→ Action item:
Could the listing below be reproduced exactly, minus its pictures?

= = =

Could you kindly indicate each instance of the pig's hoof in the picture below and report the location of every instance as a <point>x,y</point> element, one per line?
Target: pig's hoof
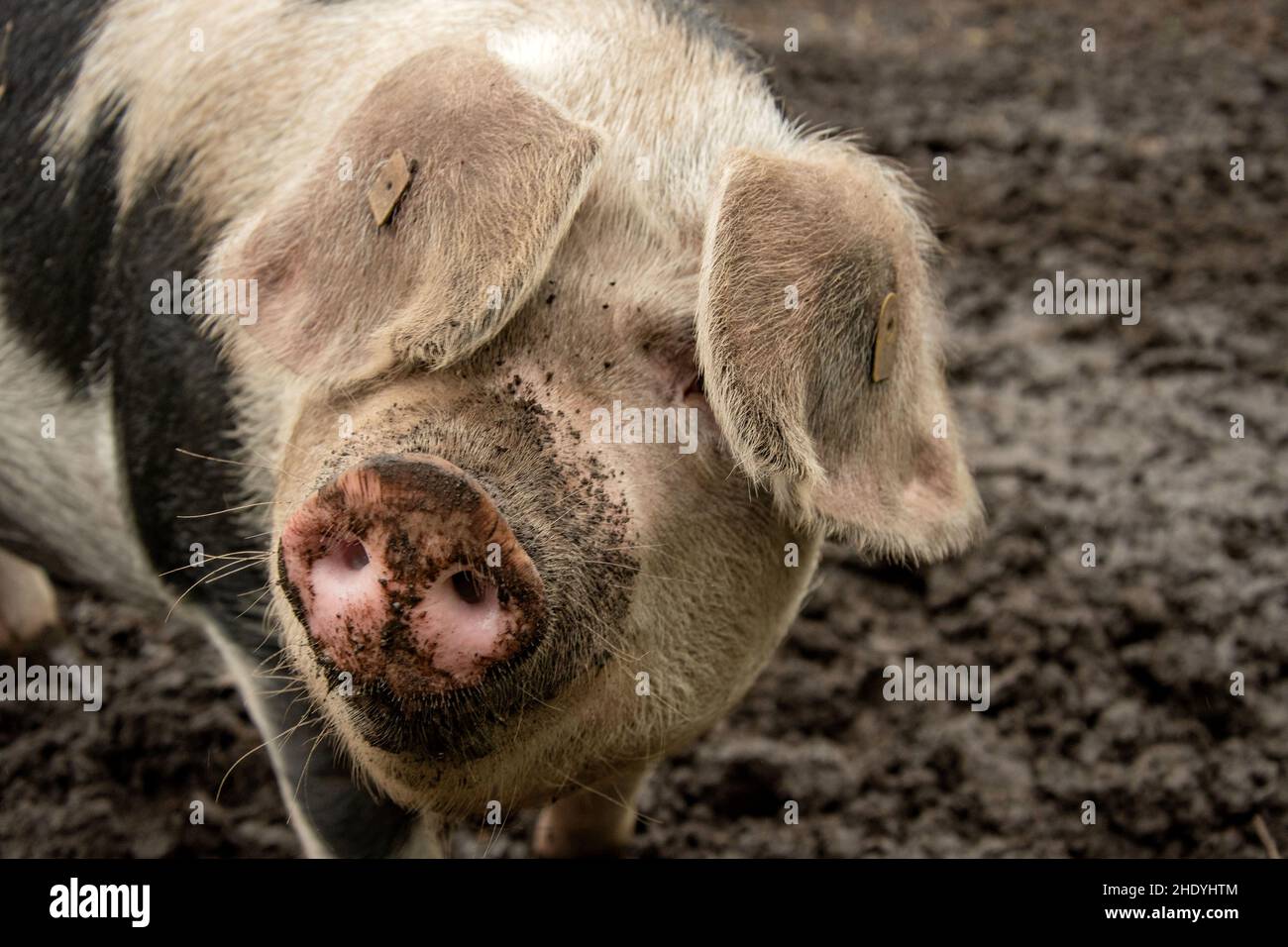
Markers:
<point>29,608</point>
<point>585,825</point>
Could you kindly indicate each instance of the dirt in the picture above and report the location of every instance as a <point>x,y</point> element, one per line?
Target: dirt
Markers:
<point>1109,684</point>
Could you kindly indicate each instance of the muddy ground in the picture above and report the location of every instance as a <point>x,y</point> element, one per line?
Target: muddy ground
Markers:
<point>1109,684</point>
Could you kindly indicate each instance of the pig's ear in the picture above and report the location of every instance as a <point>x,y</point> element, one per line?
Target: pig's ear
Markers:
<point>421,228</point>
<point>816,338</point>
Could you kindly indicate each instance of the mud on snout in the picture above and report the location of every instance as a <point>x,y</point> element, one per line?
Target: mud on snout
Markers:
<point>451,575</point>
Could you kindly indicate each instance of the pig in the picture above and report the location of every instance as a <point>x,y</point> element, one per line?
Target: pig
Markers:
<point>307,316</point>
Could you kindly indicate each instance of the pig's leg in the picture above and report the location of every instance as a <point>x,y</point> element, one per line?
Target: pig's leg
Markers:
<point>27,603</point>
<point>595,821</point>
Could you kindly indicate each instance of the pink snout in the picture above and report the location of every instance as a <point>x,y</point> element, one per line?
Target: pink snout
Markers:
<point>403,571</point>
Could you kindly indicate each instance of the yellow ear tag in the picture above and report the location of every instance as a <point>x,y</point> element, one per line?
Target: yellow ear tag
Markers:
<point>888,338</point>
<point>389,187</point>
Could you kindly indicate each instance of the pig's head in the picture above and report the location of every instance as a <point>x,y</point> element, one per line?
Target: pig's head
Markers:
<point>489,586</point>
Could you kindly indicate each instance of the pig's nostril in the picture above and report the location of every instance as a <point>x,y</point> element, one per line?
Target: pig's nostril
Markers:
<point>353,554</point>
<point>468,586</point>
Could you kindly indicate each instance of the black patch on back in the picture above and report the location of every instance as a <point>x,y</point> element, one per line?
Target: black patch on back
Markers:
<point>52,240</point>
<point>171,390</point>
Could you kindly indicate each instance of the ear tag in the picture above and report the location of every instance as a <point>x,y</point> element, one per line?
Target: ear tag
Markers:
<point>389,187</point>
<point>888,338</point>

= = =

→ Expected answer:
Could you kindly indicate each instance of the pig's hoof in the picture below and report the location of every instance as a <point>x,y</point> element, one per line?
Target: pig's hoof
Markers:
<point>29,608</point>
<point>585,825</point>
Could you kindly indicate each instance of the dirt in the picture above and report the location of every instance as a <point>x,y</point> element, one per line?
Target: dirt
Markers:
<point>1109,684</point>
Could you kindly indicate each instance of the muddy ground in the picture above and report the location of every instance as a <point>x,y</point> element, one per line?
Target: muddy ground
Markers:
<point>1109,684</point>
Could you kindly indicate each instance of the pig's ear in the picture above and report the location of every instance as a <point>x,y</point> element, one per line?
Target: pig's ear
Markers:
<point>421,228</point>
<point>816,338</point>
Could you kindly indicate each instance of the mud on snout in the picture above and report the location of every instance as a <point>x,y</point> element, one per line?
Target: mud on snout
Markers:
<point>451,575</point>
Could you kindly indicate each instance of the pig in the picture above and report the location of every instance as a <point>x,y</point> element, one per line?
Target: pig
Markers:
<point>307,316</point>
Could you kindly indicate each instance of the pig's leg in the picture above and report the location of every instance as a <point>x,y</point> element, one per line?
Target: pig's leg
Markers:
<point>27,603</point>
<point>595,821</point>
Could you kindly indicate each instance of the pink snout in the picture above and report the location of every instance as a <point>x,y</point> element, one per line?
Target: pink snout
Markers:
<point>403,571</point>
Could you kindly indicate each instance of the yellow ear tag in the picture above and report the location of every instance as a <point>x,y</point> element, one per line?
Target: yellow ear tag
Markers:
<point>888,338</point>
<point>389,187</point>
Could you kindly indicate each instance of the pig's head in the picture above and report the location of every instance as a <point>x,y</point> element, one per line?
Target: pig's head
Markers:
<point>489,586</point>
Could you kindly indicate each instance of the pig's nostril in the picture above and report the location of every instance as a <point>x,y</point> element, one per line?
Target: pig's nostril
Markers:
<point>353,554</point>
<point>468,586</point>
Could you kindly indicate each instance of the black patch on back in the picture above and report the location of every instance as a <point>x,y</point> element, one per line?
Target: black patch on back
Markers:
<point>52,240</point>
<point>171,390</point>
Could you kindly indicate each instance of the ear tag in the picture above and report the location of every instance as a <point>x,y</point> element, one per line?
Target: ear tag
Markers:
<point>389,187</point>
<point>888,338</point>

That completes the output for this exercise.